__Problem__.
Copy out word for word the lines between the one holding "Return one point per instance of the parked" and the one holding "<point>246,23</point>", inclusive, and nothing else.
#### Available data
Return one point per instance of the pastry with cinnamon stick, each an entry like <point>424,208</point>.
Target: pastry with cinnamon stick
########
#### Available data
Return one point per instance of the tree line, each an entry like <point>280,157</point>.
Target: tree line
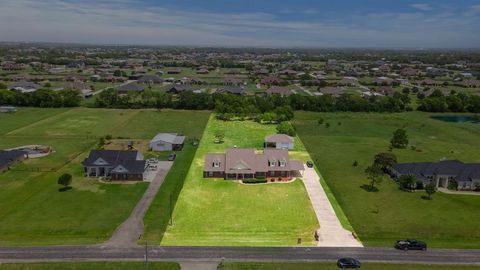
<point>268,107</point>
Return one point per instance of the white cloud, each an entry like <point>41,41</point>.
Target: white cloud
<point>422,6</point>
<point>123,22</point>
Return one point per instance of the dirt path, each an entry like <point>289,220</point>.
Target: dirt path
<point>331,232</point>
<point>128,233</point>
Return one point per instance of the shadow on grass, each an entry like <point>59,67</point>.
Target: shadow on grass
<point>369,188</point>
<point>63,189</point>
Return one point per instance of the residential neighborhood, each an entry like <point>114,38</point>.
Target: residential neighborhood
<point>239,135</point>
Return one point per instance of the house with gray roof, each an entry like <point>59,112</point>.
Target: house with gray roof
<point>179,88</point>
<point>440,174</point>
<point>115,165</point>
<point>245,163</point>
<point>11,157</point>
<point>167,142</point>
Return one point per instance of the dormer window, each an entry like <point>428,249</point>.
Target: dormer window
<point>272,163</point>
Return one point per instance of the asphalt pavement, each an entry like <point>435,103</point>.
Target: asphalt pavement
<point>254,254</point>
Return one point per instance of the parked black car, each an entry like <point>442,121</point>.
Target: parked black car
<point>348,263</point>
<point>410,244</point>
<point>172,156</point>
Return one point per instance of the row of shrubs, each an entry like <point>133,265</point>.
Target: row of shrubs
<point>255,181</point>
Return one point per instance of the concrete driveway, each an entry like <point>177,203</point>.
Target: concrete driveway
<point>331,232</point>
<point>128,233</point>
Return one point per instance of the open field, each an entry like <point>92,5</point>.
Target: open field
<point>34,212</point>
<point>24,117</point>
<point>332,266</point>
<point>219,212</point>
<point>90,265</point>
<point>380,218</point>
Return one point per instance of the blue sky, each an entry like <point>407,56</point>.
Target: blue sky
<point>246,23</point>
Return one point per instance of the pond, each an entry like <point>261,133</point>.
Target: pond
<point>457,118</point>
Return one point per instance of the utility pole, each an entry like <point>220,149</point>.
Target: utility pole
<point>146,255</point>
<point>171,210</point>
########
#### Available data
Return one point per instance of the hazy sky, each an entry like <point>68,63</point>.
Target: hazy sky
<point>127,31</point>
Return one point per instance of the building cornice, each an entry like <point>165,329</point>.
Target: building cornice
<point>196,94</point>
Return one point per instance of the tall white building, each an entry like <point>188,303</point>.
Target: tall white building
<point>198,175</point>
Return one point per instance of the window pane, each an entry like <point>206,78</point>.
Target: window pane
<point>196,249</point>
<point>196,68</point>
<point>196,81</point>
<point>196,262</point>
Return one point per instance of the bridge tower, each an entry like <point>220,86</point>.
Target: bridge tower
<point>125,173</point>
########
__Expected answer__.
Return one point per instance of the parked black car, each an entry like <point>442,121</point>.
Target: parked black car
<point>348,263</point>
<point>410,244</point>
<point>172,156</point>
Return one point per instance of the row of shrubs, each an entry like <point>133,265</point>.
Target: row of shrubs
<point>255,181</point>
Return one point per instance of the concrete driveway, each an entry like <point>177,203</point>.
Target: concrete driveway
<point>331,232</point>
<point>128,233</point>
Return one point per instance of the open field, each an entry like <point>92,5</point>.
Target: open field
<point>34,212</point>
<point>24,117</point>
<point>332,266</point>
<point>219,212</point>
<point>90,265</point>
<point>380,218</point>
Return one point per instance of the blue sky, each an entry like <point>407,56</point>.
Target: blue sky
<point>246,23</point>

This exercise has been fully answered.